• _Problem details_
Reproduce word for word the passage of the court decision below from "judgment of conviction" up to and including "specification (R.C. 2941.141).".

State v. Cecil L. Russell

Decision Date30 June 1998
Docket Number97 CA 37,98-LW-2606
PartiesSTATE OF OHIO, Plaintiff-Appellee v. CECIL L. RUSSELL, Defendant-Appellant Case
CourtUnited States Court of Appeals (Ohio)

COUNSEL FOR APPELLANT:[1] Thomas L. Cornn, 8 North Court Street Athens, Ohio 45701.

COUNSEL FOR APPELLEE: Michael A. Prisley, Assistant Athens County Prosecuting Attorney, Athens County Courthouse, Athens, Ohio 45701.

DECISION

ABELE J.

This is an appeal from an Athens County Common Pleas Court

judgment of conviction and sentence. The jury found Cecil L. Russell defendant below and appellant herein, guilty of: (1) aggravated trafficking in drugs (R.C. 2925.03(A)(1)); (2) having a weapon while under a disability (R.C 2923.13(A)(2)and (3))with a prior offense of violence specification (R.C. 2941.143) and a firearm specification (R.C. 2941.141); and (3) drug abuse with a prior offense of violence specification (R.C. 2941.143) and a firearm specification (R.C. 2941.141).

Appellant raises the following assignments of error.

FIRST ASSIGNMENT OF ERROR:

"DUE TO THE STATE'S VIOLATION OF DEFENDANT'S STATUTORY AND CONSTITUTIONAL RIGHT TO A SPEEDY TRIAL, THE TRIAL COURT ERRED IN NOT ORDERING THE DEFENDANT DISCHARGED.

SECOND ASSIGNMENT OF ERROR:

"FAILURE TO COMPLY WITH THE MANDATES OF RULE 41(C) OF THE OHIO RULES OF CRIMINAL PROCEDURE VOIDS THE WARRANT AND REQUIRES THE SUPPRESSION OF ALL ITEMS OBTAINED BY THE DEFECTIVE WARRANT."

THIRD ASSIGNMENT OF ERROR:

"THE STATE'S FAILURE TO COMPLY WITH THE KNOCK AND ANNOUNCE REQUIREMENT WHEN EXECUTING A SEARCH WARRANT, VOIDS THE WARRANT AND REQUIRES THE SUPPRESSION OF ALL ITEMS OBTAINED BY THE DEFECTIVE WARRANT."

FOURTH ASSIGNMENT OF ERROR:

"THE TRIAL COURT DENIED THE DEFENDANT EFFECTIVE ASSISTANCE OF COUNSEL."

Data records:
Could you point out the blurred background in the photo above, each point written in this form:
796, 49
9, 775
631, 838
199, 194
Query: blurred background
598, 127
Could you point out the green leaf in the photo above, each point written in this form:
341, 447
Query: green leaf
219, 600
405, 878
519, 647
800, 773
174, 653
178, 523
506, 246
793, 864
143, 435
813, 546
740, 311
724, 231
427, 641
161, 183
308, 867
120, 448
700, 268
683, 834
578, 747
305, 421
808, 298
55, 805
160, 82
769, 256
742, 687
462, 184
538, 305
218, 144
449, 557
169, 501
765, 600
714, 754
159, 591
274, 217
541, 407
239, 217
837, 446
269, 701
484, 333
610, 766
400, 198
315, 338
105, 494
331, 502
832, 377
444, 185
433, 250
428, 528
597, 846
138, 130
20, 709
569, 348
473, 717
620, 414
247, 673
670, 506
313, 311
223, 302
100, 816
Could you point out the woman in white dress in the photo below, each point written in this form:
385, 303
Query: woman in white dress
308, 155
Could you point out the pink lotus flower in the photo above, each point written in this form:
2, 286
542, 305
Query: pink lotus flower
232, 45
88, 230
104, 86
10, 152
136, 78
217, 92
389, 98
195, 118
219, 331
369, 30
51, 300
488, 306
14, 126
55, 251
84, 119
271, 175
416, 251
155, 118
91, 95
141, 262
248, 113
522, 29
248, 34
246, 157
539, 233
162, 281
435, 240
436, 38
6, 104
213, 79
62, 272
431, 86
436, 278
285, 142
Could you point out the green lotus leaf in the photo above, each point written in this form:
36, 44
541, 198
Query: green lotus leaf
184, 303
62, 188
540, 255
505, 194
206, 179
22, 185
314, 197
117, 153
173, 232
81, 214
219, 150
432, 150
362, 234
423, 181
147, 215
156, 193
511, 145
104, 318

• _Exercise answer_
judgment of conviction and sentence. The jury found Cecil L. Russell defendant below and appellant herein, guilty of: (1) aggravated trafficking in drugs (R.C. 2925.03(A)(1)); (2) having a weapon while under a disability (R.C 2923.13(A)(2)and (3))with a prior offense of violence specification (R.C. 2941.143) and a firearm specification (R.C. 2941.141); and (3) drug abuse with a prior offense of violence specification (R.C. 2941.143) and a firearm specification (R.C. 2941.141).